Por André Santos. Edição: Thiago Borges. Arte: Rafael Cristiano

Pra fazer um bolinho de casca de batata com legumes, basta juntar 2 xícaras de cascas de batatas, 1 xícara de legumes ralados a gosto, 1 xícara de farinha de trigo, 3 ovos e 1 dente de alho picado. Lave as cascas de batata, deixe ferver e depois bata no liquidificador. Adicione legumes, ovos e salsinha e pimenta a gosto. Em seguida, coloque a farinha, misture tudo e modele os bolinhos. Leve ao forno a 200°C por 20 minutos. Pronto.

Livro de Receitas elaborado coletivamente

A receita acima é somente uma das presentes no Livro de Receitas Colaborativo, resultado da união de esforços e saberes de 6 turmas do Estado de São Paulo que fizeram parte do curso de Agentes Populares de Alimentação, promovido pelo Movimento Brasil Popular e a Escola Nacional Paulo Freire em parceria com outras instituições. Neste ano, em São Paulo, a ação foi desenvolvida em 5 bairros: Barra Funda, Boqueirão, Grajaú (que conta com 2 turmas), Jardim Peri Alto e Jardim São Savério.

A professora Izilda da Silva, de 59 anos, fez parte da turma do Jardim Peri Alto, na zona Norte. Já com o certificado de conclusão em mãos, ela conta que o interesse em participar do curso surgiu a partir da vontade de descobrir formas de combater a insegurança alimentar, uma vez que seu trabalho envolve diretamente o contato direto com pessoas e a formação para a cidadania.

Iziuda valoriza a metodologia, que estimula o uso integral dos alimentos, expandindo as possibilidades de cozinhar a partir de ingredientes que em outros momentos seriam descartados, como cascas, folhas, talos, entrecascas ou sementes.

Izilda da Silva

“O mais importante foi o conhecimento adquirido: a questão de tratar com a comida na qual eu tenho acesso, que eu posso comprar ou ganhar, e fazer daquilo um bom prato para que eu possa comer. É profundo até, né? Casca da batata, por exemplo, que é jogado fora, mas que se aproveitarmos eu posso fazer um prato perfeito para minha família”, conta Izilda.

A professora já viveu em situação de insegurança alimentar quando mais nova e que, apesar de hoje a realidade ser outra, os conhecimentos fazem lembrar os tempos mais difíceis. A partir daí, ela repensa o consumo, a produção e, sobretudo, o descarte de alimentos.Também valoriza os saberes das pessoas residentes dos territórios e que os problemas superados acabam se tornando bons conselhos.
● ● ●
**Instrução da tarefa:** No texto sobre o curso de Agentes Populares de Alimentação, transcreva o trecho que vai de “Por André Santos.” até “20 minutos. Pronto.”.
● ● ●
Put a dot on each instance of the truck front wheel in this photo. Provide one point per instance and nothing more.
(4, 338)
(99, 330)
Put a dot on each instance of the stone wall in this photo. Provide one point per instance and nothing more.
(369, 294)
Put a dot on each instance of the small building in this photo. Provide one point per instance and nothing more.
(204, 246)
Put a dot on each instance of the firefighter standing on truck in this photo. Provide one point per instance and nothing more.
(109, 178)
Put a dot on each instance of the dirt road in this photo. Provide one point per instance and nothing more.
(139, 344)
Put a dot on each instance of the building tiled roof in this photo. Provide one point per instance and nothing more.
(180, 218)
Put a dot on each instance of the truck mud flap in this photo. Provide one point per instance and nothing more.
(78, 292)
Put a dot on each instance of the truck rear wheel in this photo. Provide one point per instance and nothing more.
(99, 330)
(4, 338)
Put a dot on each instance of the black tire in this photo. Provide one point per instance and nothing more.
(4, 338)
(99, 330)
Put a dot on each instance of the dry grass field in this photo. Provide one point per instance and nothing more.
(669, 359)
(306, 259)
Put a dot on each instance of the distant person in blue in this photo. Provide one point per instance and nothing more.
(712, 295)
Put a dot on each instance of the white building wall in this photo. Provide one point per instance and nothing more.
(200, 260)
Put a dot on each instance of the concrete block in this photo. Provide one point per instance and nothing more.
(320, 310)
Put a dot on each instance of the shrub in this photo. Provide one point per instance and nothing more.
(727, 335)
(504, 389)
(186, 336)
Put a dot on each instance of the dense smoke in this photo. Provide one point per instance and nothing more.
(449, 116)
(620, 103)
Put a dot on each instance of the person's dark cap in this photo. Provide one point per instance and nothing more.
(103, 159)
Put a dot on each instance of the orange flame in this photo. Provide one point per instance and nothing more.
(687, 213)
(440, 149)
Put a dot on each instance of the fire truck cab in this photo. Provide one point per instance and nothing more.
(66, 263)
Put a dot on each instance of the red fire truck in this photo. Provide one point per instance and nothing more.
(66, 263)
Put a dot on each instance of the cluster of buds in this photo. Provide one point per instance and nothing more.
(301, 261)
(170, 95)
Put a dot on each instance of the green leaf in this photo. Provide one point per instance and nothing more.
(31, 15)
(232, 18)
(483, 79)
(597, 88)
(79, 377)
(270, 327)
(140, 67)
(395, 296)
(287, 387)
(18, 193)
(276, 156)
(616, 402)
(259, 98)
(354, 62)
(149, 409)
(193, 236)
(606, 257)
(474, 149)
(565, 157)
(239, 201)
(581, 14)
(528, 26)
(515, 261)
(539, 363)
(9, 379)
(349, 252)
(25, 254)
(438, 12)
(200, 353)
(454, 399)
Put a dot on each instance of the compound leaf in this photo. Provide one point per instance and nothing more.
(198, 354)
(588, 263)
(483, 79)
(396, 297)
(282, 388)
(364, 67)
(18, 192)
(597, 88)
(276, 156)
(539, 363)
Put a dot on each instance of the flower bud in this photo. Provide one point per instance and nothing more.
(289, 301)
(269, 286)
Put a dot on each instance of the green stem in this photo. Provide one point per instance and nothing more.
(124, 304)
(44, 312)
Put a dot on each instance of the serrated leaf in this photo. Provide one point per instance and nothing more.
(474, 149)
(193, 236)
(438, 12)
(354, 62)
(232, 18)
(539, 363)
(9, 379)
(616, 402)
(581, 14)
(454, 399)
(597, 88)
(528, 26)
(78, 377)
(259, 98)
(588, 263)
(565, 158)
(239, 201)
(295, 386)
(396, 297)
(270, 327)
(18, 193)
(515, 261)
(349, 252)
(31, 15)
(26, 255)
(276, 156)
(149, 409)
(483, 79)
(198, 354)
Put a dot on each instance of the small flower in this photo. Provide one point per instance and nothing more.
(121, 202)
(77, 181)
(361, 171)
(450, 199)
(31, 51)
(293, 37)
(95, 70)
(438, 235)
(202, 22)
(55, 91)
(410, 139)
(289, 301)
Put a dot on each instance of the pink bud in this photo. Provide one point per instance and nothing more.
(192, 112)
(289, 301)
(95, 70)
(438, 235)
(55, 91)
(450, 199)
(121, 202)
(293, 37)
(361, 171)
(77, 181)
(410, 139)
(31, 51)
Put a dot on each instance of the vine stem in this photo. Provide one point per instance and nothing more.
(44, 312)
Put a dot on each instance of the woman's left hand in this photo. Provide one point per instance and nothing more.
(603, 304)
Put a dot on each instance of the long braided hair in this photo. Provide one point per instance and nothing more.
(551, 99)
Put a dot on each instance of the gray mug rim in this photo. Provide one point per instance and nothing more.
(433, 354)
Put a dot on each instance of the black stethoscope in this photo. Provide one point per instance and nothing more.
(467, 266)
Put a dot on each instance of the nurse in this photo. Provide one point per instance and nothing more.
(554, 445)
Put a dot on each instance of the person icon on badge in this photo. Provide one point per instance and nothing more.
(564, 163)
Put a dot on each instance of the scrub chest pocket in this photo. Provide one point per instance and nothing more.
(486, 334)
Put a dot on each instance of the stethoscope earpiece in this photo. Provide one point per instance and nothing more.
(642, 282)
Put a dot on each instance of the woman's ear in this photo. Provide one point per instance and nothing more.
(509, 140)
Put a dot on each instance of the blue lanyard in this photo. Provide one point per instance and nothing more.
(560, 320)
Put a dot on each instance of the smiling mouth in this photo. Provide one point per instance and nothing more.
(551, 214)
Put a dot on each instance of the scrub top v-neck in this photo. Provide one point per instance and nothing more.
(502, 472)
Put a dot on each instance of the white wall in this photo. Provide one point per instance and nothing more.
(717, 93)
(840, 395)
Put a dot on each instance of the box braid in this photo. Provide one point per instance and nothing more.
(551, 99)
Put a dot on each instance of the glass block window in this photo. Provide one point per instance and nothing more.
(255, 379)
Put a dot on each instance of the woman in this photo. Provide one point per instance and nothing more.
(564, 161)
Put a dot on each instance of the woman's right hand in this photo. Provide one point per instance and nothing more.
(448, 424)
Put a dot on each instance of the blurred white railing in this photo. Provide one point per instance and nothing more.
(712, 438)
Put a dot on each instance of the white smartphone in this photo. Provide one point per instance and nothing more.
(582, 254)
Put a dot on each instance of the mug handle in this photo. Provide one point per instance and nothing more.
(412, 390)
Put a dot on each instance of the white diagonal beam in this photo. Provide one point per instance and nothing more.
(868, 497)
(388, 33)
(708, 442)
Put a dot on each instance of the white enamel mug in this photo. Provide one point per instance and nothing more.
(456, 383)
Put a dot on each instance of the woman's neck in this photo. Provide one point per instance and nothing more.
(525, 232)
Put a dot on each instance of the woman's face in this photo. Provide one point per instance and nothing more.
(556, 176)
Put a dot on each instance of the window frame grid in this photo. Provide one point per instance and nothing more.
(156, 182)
● ● ●
**Resposta do exercício:**
Por André Santos. Edição: Thiago Borges. Arte: Rafael Cristiano

Pra fazer um bolinho de casca de batata com legumes, basta juntar 2 xícaras de cascas de batatas, 1 xícara de legumes ralados a gosto, 1 xícara de farinha de trigo, 3 ovos e 1 dente de alho picado. Lave as cascas de batata, deixe ferver e depois bata no liquidificador. Adicione legumes, ovos e salsinha e pimenta a gosto. Em seguida, coloque a farinha, misture tudo e modele os bolinhos. Leve ao forno a 200°C por 20 minutos. Pronto.